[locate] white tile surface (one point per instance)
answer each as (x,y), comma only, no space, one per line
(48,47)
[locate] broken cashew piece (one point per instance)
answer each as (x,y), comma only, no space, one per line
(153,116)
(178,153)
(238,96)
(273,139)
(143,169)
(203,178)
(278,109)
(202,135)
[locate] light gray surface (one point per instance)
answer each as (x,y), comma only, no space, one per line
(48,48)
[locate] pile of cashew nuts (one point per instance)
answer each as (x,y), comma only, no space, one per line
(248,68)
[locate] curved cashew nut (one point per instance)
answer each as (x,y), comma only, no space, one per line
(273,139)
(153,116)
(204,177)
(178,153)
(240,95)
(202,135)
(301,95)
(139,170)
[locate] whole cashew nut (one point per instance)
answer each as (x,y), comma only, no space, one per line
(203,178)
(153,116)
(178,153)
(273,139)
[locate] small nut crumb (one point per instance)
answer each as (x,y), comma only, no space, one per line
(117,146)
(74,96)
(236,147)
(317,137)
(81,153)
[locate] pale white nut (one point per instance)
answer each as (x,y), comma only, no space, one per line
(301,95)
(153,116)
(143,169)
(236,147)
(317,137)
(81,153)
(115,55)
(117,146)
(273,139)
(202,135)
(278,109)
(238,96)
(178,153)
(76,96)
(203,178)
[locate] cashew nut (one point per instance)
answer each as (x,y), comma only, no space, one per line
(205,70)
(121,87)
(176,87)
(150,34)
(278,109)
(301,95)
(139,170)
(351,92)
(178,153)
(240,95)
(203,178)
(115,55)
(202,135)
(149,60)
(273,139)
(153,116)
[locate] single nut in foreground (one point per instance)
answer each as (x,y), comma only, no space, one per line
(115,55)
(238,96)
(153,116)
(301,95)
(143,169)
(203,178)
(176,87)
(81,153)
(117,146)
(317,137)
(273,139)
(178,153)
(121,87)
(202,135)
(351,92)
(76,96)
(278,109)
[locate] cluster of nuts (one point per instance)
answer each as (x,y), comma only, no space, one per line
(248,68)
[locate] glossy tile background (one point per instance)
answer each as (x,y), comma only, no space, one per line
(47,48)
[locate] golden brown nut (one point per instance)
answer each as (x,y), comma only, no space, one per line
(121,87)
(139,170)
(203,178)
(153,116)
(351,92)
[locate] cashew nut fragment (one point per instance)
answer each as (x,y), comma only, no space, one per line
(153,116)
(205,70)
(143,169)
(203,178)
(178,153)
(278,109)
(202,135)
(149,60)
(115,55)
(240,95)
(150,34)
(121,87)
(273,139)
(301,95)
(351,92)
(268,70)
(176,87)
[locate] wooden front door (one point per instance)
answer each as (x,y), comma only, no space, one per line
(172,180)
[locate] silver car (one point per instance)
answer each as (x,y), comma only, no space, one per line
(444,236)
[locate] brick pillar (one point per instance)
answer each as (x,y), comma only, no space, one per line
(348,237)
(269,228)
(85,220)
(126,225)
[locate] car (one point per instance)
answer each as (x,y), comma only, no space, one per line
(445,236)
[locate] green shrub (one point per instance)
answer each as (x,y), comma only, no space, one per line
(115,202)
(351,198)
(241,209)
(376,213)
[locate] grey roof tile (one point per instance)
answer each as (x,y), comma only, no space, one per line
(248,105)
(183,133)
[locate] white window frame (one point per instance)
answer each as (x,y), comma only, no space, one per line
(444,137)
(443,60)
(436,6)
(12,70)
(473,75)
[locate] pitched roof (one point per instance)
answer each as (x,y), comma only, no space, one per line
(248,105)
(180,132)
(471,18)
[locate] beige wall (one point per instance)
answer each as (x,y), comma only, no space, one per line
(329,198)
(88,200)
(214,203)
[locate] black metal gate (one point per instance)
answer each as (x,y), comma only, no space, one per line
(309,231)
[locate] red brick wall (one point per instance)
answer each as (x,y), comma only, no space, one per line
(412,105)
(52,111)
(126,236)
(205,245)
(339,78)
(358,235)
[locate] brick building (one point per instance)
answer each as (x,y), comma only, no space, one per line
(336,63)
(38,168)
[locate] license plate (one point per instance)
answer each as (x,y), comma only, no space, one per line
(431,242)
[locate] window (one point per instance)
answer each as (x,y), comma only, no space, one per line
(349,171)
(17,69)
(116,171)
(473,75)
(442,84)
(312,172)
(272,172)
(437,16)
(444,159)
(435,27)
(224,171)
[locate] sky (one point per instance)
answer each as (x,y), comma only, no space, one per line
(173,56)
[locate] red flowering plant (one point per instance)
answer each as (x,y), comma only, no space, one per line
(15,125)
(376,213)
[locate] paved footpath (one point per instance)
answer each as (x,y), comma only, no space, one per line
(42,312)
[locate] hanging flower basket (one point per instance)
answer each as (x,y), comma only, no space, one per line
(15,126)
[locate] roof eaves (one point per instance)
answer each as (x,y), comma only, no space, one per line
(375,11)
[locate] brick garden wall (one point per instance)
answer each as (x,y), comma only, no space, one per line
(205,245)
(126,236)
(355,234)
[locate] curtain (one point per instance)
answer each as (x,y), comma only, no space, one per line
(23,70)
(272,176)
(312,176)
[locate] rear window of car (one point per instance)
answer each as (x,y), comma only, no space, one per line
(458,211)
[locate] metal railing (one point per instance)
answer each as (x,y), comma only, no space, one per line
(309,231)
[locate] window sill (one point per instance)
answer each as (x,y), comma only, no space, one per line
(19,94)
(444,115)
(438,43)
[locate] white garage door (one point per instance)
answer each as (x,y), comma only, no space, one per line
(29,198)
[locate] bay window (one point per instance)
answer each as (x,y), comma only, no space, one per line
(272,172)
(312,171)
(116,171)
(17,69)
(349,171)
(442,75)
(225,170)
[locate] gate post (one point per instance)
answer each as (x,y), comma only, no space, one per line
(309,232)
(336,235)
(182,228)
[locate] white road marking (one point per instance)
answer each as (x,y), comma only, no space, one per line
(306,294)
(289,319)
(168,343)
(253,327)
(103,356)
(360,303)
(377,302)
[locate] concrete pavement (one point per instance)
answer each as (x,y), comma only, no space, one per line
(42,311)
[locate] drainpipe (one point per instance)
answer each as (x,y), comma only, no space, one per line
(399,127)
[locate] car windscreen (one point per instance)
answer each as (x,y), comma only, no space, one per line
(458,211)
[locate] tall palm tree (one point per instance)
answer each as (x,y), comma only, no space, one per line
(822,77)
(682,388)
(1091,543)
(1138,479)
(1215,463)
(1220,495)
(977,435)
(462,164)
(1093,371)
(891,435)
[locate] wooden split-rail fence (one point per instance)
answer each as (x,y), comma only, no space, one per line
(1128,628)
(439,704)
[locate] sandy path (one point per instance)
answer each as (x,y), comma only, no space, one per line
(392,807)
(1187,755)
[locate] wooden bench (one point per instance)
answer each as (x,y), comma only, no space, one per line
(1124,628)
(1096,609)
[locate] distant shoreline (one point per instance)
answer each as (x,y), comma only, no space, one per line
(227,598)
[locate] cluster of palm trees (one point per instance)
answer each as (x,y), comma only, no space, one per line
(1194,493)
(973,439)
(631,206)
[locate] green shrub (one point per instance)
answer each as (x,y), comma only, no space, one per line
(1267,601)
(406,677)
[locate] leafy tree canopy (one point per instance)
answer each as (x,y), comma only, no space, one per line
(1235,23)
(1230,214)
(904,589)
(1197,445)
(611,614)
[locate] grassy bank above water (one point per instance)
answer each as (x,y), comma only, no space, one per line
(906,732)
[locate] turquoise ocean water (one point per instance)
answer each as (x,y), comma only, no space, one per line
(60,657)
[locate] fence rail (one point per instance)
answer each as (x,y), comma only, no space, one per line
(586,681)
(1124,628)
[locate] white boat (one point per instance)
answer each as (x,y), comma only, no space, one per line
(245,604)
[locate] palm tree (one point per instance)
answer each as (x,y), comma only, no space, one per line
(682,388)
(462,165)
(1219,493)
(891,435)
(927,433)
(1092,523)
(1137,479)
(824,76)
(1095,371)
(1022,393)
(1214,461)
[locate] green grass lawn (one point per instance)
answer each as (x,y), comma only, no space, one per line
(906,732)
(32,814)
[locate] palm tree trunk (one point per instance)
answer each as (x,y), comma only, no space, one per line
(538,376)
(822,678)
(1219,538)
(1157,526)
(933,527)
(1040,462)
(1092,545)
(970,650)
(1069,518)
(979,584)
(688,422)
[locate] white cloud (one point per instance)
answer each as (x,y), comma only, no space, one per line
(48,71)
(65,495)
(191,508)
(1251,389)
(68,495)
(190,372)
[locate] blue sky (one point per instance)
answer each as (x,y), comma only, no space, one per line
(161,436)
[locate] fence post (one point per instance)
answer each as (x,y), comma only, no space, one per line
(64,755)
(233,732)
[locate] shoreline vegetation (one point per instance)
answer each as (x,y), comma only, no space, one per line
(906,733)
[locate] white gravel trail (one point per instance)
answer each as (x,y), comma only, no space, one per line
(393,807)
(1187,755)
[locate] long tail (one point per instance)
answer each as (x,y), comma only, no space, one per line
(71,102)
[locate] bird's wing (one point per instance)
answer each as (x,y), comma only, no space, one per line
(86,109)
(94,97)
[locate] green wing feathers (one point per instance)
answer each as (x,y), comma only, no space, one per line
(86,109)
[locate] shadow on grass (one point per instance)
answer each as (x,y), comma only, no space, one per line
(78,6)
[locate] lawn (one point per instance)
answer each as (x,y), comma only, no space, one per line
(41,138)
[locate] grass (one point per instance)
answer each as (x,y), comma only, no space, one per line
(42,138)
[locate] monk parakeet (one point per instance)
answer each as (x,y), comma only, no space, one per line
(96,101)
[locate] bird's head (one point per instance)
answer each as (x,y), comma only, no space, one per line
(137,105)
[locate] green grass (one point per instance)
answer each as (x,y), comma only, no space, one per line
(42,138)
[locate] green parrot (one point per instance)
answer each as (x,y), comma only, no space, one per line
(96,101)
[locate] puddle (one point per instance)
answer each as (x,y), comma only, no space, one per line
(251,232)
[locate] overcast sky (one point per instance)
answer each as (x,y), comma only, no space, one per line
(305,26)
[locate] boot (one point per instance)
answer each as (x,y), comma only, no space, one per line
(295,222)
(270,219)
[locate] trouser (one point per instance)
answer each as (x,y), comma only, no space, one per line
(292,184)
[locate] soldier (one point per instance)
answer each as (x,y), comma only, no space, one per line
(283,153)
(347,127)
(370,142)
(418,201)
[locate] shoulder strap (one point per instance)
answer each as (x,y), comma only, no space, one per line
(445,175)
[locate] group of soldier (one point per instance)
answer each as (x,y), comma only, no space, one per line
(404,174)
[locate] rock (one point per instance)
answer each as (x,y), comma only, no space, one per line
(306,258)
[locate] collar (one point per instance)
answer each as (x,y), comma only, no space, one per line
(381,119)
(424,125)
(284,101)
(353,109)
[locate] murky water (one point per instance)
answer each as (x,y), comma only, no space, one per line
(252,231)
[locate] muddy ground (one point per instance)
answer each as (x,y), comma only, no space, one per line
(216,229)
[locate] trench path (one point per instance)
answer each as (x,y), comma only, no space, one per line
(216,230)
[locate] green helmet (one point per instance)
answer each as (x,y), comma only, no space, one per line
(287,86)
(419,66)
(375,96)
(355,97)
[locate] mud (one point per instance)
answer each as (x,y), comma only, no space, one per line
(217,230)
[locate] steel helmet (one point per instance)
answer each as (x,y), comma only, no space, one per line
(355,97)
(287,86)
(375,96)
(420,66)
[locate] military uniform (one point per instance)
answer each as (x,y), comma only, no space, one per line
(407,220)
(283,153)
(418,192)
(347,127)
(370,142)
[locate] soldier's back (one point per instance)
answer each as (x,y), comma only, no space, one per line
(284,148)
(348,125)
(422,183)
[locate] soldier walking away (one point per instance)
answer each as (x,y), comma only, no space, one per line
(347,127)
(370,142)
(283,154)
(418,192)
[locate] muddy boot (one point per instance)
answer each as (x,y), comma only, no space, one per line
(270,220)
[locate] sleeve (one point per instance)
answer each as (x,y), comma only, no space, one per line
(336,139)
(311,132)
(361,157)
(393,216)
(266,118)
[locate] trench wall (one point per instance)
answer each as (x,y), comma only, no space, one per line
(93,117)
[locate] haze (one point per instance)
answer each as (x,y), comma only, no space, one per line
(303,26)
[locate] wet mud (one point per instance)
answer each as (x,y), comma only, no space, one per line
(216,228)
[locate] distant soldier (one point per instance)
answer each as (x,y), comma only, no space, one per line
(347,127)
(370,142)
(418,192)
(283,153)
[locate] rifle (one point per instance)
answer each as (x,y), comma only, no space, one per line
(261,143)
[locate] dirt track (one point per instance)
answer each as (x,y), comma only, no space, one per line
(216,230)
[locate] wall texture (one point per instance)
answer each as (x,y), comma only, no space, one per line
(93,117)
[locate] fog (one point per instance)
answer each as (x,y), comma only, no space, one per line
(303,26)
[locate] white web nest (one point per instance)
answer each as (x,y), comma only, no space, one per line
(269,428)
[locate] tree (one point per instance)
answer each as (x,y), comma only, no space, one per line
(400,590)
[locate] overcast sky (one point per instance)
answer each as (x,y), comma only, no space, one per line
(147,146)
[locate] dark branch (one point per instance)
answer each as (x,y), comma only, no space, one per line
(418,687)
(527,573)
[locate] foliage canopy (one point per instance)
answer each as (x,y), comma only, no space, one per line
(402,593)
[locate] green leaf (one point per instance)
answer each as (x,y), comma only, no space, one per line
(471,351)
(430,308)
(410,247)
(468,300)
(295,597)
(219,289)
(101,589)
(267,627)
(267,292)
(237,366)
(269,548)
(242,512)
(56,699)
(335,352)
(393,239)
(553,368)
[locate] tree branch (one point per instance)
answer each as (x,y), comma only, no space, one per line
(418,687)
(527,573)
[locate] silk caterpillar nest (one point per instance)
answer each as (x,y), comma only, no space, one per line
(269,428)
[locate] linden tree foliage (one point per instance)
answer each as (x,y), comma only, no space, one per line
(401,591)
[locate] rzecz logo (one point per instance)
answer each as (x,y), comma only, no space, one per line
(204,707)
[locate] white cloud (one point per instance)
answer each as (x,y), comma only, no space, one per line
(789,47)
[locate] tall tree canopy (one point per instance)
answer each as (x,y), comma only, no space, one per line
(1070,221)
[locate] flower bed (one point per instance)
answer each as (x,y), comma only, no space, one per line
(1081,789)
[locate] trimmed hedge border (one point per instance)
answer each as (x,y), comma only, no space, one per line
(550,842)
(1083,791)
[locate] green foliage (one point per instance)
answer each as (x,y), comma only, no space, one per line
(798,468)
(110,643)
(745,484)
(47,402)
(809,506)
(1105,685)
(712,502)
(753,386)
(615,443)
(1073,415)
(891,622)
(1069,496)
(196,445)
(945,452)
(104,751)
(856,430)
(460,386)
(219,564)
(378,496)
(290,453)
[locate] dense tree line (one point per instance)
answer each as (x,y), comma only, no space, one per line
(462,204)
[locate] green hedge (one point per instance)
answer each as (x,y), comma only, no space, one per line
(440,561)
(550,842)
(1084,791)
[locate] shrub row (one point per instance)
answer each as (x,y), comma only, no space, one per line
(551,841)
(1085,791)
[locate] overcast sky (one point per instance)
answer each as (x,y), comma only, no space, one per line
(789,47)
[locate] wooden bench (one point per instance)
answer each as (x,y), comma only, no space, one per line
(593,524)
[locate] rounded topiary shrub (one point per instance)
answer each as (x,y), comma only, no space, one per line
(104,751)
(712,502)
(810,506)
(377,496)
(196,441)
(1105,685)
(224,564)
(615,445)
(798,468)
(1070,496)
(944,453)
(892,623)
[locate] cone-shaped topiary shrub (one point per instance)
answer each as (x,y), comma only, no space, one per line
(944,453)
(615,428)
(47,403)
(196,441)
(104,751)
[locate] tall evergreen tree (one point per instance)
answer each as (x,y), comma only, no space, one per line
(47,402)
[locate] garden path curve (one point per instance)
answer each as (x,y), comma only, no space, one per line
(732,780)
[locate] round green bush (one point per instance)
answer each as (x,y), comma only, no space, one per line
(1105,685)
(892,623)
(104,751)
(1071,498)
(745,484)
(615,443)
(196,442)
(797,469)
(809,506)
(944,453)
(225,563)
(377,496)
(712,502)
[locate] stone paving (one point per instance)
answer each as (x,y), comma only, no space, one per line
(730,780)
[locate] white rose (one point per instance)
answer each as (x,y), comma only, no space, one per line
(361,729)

——————

Reproduce exactly the line containing "[locate] garden path" and every line after it through the end of the records above, and nothing else.

[locate] garden path curve (one point per instance)
answer each as (x,y), comma only, no space, one per line
(732,780)
[locate] round green bush (one point per instance)
answer each as (x,y), comma only, no space, one per line
(1105,685)
(892,623)
(104,751)
(1071,498)
(745,484)
(615,443)
(196,442)
(797,469)
(809,506)
(944,453)
(225,563)
(377,496)
(712,502)
[locate] stone paving (one point per instance)
answer each as (x,y), comma only, no space, one per line
(730,780)
[locate] white rose (one point per instance)
answer each as (x,y), comma only, no space, one per line
(361,729)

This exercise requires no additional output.